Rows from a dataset

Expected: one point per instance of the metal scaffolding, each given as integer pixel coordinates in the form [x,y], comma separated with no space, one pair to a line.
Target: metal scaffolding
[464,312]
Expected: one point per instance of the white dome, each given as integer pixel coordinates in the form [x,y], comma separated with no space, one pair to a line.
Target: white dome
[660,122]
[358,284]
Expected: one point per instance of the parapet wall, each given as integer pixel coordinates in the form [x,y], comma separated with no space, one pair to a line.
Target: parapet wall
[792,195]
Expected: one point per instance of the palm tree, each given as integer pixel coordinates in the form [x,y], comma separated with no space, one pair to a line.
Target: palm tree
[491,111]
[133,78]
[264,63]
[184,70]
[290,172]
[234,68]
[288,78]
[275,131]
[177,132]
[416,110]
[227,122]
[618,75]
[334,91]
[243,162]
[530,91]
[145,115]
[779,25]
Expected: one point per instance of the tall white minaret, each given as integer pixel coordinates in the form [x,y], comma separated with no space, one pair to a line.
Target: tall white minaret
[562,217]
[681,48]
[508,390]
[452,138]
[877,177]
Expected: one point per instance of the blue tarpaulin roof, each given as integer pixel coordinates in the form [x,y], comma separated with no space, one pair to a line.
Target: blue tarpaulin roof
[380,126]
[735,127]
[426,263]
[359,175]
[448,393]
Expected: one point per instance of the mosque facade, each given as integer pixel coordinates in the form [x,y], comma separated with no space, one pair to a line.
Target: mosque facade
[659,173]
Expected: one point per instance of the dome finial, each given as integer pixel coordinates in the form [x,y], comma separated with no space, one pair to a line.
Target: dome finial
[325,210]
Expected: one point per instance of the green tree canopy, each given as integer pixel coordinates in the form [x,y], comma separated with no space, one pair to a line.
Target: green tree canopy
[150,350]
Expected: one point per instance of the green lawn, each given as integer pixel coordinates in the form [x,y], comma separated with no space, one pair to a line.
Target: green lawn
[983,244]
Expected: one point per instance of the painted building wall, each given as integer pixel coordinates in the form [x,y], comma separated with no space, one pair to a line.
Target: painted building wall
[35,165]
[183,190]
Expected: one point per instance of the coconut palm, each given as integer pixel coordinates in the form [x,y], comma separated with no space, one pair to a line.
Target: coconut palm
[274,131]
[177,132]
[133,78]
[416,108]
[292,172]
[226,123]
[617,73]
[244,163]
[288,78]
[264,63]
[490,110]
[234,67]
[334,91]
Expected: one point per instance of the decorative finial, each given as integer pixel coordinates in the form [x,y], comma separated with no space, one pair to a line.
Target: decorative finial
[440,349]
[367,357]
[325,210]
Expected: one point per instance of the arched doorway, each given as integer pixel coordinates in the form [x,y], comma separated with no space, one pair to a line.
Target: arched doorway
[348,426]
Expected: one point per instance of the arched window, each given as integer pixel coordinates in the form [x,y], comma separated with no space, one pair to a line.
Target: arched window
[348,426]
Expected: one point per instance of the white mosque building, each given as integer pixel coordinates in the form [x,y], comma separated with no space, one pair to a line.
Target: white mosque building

● **EXERCISE DESCRIPTION**
Rewrite the records above, renaming each "Target" to "Object" and keeping every other word and line unchanged.

● **SOLUTION TO THE EXERCISE**
Expected: one point per instance of the metal scaffolding, each given as integer pixel coordinates in the form [x,y], comma separated with no space, one pair to a line.
Object: metal scaffolding
[464,312]
Expected: one point per instance of the white dome, each given as integer pixel coordinates in the form [x,y], comma separated with no space, one pair to a line.
Object: white dome
[660,122]
[358,284]
Expected: one point per instance of the parapet wall, each given as integer pixel coordinates in the form [x,y], comma separated with no space, one pair to a line.
Object: parapet wall
[792,195]
Expected: one point per instance of the palm tree, each given as integer pixel coordinates in the form [x,y], comma separated with no space, one pair to a line.
Object: palm tree
[491,111]
[133,78]
[264,63]
[184,70]
[290,172]
[234,68]
[288,78]
[275,131]
[177,132]
[416,110]
[227,122]
[618,75]
[334,91]
[243,162]
[530,91]
[145,115]
[779,25]
Expected: one point per instance of the tall white minaret, each given as integer pixel coordinates in the form [x,y], comma separated with no space, one pair to a line.
Object: tall white minaret
[562,217]
[681,48]
[508,390]
[452,138]
[877,177]
Expected: one point per instance of the blue tarpaulin roof, each given as integer pixel coordinates in the form [x,y], comma separated with no space, one pair to a line.
Object: blue tarpaulin roof
[380,126]
[735,127]
[426,263]
[359,175]
[448,393]
Expected: one point per instance of the mosque facade, each given as integer pixel coordinates in the form [x,y], comma separated with no space, one pair to a line.
Object: mosque facade
[659,173]
Expected: one point per instance of the dome finial, each given as integer pixel coordinates in the form [x,y], comma separated with no space, one pair to a line.
Object: dome finial
[325,210]
Expected: one point per instance of the green tree canopy, each given as integer pixel coordinates in the form [x,y], comma separated with no space, one pair to a line.
Object: green tree canopy
[150,350]
Expected: one point per instance of the green lawn, each given as integer pixel coordinates in the form [x,y], comma separated with no space, one pair to a line.
Object: green lawn
[983,244]
Expected: one point per instance of the painted building wall, each given as integer pixel coordinates in the form [x,y], comma separated with no space, one pair to a line.
Object: painted building wall
[35,165]
[183,190]
Expected: one point per instance of the coconut palm, each given as integer pixel coordinates in the form [x,y], comma separated with no space, one pair to a line.
Object: coconut palm
[274,131]
[177,132]
[133,78]
[416,108]
[292,172]
[226,123]
[617,73]
[244,163]
[288,78]
[264,63]
[490,110]
[234,67]
[334,91]
Expected: one point per instance of the decorative finial, each given as integer pixel coordinates in the form [x,y], comma separated with no space, one pair to a line.
Object: decorative finial
[440,349]
[367,357]
[325,210]
Expected: one point per instance of the arched doorway, each given as integer pixel coordinates in the form [x,y], comma separated with no space, one pair to a line.
Object: arched doorway
[348,426]
Expected: one point per instance of the arched window, each given as integer pixel coordinates in the form [x,y], comma separated with no space, one pair to a line.
Object: arched window
[348,426]
Expected: one point per instance of the white mosque building, each given as integer pixel coordinates in the form [x,y], comma separated with no space, one pair to a line.
Object: white mosque building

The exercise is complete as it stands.